## WHAT YOU NEED TO DO
Restate the lines word for word, from the first line of the records through the line containing "the dark sloping". Leave out the pictures and anything after that line.

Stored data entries
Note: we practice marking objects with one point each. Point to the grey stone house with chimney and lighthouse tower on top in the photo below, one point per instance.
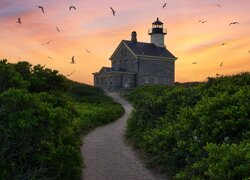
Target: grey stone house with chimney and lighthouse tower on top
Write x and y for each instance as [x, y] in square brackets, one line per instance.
[136, 63]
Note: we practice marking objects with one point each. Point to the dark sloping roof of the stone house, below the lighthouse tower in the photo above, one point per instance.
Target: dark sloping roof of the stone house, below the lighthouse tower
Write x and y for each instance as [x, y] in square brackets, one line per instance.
[148, 49]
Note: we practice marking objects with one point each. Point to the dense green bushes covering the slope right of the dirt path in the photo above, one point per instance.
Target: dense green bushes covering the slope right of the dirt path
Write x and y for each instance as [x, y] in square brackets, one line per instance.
[200, 131]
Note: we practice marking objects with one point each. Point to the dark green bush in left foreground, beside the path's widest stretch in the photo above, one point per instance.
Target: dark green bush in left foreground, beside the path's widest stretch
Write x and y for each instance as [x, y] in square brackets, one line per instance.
[33, 133]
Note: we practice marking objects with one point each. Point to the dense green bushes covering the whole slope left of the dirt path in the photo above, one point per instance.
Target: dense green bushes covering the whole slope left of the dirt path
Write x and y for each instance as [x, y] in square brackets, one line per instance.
[42, 117]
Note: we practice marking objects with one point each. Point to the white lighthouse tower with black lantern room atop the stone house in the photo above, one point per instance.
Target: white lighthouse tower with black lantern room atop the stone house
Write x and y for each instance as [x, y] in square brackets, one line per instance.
[157, 33]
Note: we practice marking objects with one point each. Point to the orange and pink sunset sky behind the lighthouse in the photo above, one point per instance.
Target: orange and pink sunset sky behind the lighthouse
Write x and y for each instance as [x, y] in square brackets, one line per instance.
[93, 27]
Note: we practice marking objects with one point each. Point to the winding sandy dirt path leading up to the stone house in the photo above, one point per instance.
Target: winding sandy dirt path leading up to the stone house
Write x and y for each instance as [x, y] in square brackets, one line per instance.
[107, 157]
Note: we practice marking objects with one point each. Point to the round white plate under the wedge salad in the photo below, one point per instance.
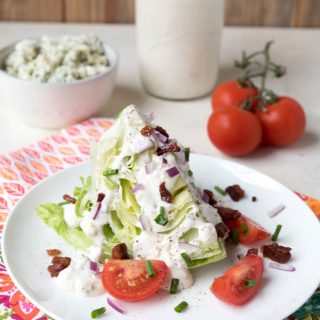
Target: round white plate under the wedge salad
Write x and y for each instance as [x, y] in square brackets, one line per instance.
[26, 239]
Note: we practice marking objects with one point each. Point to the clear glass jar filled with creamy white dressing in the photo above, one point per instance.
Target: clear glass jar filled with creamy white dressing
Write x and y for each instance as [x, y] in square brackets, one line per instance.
[178, 46]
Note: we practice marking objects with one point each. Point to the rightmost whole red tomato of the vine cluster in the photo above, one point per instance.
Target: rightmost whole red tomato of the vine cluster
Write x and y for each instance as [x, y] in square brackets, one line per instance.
[282, 123]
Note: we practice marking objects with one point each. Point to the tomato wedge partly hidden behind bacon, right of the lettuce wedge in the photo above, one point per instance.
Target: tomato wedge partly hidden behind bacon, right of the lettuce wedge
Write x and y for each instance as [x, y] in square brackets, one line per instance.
[249, 232]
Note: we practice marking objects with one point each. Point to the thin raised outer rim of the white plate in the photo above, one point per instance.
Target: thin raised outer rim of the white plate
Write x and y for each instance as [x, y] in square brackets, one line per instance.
[86, 163]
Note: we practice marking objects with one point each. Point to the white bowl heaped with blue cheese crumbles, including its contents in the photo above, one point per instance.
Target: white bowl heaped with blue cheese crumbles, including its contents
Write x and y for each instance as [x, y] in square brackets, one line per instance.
[52, 82]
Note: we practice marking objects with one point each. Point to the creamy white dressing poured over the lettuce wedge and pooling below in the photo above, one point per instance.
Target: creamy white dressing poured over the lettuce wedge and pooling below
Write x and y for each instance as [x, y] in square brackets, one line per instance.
[151, 243]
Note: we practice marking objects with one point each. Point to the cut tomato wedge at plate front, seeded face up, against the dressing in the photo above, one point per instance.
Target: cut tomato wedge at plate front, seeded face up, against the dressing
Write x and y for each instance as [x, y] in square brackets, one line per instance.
[128, 280]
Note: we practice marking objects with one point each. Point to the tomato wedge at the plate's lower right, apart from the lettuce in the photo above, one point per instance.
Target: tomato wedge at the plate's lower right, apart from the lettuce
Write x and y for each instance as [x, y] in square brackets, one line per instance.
[231, 288]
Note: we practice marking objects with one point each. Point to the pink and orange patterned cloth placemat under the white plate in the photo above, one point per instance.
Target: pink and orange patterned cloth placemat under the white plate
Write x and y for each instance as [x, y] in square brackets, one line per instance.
[22, 169]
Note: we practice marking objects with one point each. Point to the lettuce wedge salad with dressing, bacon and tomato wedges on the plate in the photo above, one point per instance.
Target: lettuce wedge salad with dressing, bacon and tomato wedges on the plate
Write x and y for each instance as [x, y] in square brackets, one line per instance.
[139, 223]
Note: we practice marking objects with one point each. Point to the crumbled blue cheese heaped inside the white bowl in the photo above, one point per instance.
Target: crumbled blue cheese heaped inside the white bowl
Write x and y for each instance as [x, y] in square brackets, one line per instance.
[57, 60]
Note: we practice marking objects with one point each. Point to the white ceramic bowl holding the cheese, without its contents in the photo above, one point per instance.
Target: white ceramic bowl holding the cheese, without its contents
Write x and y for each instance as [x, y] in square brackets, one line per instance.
[55, 105]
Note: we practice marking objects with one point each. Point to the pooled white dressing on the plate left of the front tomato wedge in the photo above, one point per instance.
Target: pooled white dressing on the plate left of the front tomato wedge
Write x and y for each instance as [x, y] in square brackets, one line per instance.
[79, 279]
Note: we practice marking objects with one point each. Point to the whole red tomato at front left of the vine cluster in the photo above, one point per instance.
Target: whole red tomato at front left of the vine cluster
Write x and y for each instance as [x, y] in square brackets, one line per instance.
[234, 131]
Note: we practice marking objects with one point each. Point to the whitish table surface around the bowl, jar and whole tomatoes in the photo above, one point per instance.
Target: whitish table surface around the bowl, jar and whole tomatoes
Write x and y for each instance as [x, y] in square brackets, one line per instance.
[297, 166]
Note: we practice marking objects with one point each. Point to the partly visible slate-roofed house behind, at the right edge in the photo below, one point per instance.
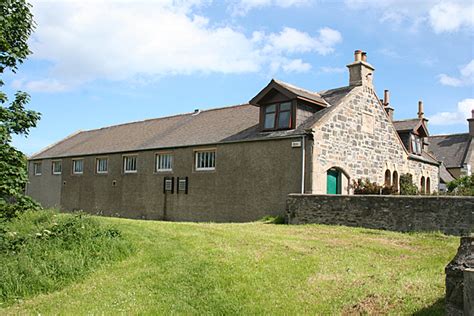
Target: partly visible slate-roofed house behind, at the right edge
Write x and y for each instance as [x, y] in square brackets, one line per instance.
[456, 151]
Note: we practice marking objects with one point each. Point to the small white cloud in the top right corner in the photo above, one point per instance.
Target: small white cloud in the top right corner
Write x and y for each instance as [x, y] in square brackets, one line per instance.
[451, 16]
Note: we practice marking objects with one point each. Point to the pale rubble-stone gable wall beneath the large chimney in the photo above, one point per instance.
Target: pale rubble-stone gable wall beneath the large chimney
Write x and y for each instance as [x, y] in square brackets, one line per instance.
[359, 138]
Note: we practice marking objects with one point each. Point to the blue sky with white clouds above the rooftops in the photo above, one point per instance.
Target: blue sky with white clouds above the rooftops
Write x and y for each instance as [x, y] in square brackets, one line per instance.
[99, 63]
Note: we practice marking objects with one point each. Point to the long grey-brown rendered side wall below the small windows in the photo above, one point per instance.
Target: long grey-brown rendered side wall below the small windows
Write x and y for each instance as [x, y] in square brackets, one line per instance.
[251, 180]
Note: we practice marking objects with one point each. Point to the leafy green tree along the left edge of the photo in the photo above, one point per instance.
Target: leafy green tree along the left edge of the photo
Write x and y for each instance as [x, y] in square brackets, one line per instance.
[16, 26]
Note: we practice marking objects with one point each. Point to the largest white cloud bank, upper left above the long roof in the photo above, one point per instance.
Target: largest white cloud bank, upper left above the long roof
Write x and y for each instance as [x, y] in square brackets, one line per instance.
[119, 40]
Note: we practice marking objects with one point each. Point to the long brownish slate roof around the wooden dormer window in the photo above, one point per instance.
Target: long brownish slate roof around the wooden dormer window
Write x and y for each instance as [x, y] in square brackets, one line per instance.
[228, 124]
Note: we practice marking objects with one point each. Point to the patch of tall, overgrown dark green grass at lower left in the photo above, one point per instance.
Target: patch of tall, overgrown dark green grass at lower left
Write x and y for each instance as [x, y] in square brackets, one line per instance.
[43, 251]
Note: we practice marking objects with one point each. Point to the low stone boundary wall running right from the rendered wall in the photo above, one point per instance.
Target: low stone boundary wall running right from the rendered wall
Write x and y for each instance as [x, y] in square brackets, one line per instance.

## TASK SOLUTION
Note: we practice marking objects with one point each. Point to the grey stone house with chimney and lighthouse tower on top in the photo below, one point per instance.
Target: grey stone house with chimney and lighthouse tower on top
Write x and y for each instance as [x, y] in square brackets, one line per instance.
[136, 63]
Note: we practice marking objects with one point each. Point to the dark sloping roof of the stone house, below the lighthouse tower in the photo above, one point per instance.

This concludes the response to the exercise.